▶ [DIRECTIONS FOR THIS TASK] In the records below, the line with "positive clicks: (116, 239)" opens the range and the line with "60L138 50L131 49L122" closes it; print that range exactly and nothing else.

▶ [ENTRIES SUPPLIED]
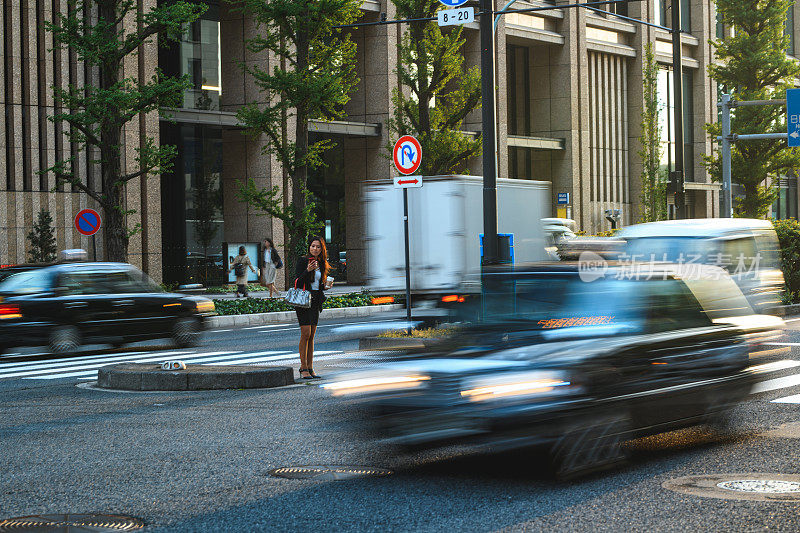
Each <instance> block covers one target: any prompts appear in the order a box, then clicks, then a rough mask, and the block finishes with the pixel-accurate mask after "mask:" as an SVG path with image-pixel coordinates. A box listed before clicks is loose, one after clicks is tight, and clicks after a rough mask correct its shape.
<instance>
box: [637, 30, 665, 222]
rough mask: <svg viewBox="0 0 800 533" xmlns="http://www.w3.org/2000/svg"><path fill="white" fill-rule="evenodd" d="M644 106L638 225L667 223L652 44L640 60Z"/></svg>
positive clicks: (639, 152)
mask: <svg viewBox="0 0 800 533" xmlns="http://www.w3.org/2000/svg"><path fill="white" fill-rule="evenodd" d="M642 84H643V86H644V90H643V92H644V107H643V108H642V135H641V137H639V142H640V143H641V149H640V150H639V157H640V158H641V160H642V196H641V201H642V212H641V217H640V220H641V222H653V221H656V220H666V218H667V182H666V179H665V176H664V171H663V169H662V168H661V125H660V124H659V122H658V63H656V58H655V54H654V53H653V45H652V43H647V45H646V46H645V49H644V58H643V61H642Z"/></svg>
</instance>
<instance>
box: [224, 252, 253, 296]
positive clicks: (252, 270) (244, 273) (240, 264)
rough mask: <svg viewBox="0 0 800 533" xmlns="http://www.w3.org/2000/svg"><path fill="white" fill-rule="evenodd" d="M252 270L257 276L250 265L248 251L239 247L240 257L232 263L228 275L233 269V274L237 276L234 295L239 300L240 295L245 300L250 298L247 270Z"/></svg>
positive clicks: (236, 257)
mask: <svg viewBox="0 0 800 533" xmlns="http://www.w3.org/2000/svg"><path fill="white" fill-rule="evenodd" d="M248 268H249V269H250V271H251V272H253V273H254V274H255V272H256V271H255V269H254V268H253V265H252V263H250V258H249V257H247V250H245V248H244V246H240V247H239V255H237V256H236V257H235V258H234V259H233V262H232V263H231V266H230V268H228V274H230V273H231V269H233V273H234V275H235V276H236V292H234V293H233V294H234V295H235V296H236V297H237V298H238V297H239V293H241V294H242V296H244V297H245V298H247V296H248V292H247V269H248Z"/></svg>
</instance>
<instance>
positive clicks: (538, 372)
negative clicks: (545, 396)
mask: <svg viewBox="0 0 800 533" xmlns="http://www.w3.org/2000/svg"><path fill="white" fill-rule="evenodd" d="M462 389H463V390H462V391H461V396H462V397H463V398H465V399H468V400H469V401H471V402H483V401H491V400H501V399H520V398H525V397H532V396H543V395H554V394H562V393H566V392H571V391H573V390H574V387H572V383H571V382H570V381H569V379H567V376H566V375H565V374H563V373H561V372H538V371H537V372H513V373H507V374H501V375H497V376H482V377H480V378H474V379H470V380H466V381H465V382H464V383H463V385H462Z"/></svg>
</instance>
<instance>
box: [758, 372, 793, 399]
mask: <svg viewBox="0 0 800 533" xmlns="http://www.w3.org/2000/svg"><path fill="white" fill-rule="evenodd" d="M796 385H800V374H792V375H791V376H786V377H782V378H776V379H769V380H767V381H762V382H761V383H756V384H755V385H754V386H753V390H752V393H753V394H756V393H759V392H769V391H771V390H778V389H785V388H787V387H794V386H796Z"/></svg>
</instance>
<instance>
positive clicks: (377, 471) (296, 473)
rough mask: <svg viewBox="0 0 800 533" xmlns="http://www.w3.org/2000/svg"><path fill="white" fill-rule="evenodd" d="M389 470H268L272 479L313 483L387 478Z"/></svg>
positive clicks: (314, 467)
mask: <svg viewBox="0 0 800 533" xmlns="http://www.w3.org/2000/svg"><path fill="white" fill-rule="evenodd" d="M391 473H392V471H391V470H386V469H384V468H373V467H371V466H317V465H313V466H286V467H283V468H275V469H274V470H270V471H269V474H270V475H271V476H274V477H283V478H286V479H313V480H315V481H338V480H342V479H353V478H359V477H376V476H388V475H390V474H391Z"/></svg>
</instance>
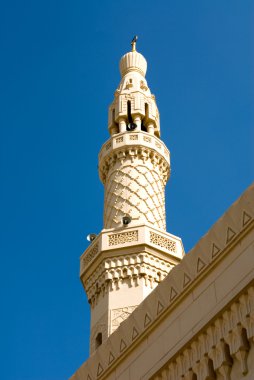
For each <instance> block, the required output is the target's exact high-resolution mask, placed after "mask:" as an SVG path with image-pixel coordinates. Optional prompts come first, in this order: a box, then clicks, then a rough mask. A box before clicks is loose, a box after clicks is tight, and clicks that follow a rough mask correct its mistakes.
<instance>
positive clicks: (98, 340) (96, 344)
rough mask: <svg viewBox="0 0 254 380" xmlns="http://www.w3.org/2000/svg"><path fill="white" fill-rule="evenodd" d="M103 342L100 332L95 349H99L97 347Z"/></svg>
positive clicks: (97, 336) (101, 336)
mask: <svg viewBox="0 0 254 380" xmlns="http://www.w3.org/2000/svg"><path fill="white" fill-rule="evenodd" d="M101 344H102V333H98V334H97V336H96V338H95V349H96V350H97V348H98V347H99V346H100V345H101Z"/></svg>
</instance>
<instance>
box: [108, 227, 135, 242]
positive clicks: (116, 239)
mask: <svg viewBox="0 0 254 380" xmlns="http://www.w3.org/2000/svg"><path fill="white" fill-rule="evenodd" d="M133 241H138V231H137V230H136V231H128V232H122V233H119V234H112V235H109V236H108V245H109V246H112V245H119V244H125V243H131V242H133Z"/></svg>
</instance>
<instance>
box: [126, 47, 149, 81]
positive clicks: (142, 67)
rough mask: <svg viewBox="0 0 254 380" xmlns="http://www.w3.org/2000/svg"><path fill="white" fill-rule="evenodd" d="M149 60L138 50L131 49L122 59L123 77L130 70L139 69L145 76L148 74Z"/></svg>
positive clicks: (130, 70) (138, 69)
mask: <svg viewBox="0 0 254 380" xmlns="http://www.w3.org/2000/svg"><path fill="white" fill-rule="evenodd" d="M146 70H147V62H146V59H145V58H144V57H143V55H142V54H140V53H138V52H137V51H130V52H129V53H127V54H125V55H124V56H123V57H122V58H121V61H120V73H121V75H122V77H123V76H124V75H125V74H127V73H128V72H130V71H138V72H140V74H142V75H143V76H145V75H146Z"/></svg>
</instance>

▶ [COMPLETED TASK]
positive clicks: (116, 239)
mask: <svg viewBox="0 0 254 380" xmlns="http://www.w3.org/2000/svg"><path fill="white" fill-rule="evenodd" d="M133 241H138V231H137V230H136V231H128V232H122V233H119V234H112V235H109V236H108V245H109V246H112V245H119V244H125V243H131V242H133Z"/></svg>
</instance>
<instance>
box: [126, 47, 149, 81]
positive clicks: (142, 67)
rough mask: <svg viewBox="0 0 254 380" xmlns="http://www.w3.org/2000/svg"><path fill="white" fill-rule="evenodd" d="M149 60L138 50L131 49L122 59L123 77L130 70L139 69L145 76L148 74Z"/></svg>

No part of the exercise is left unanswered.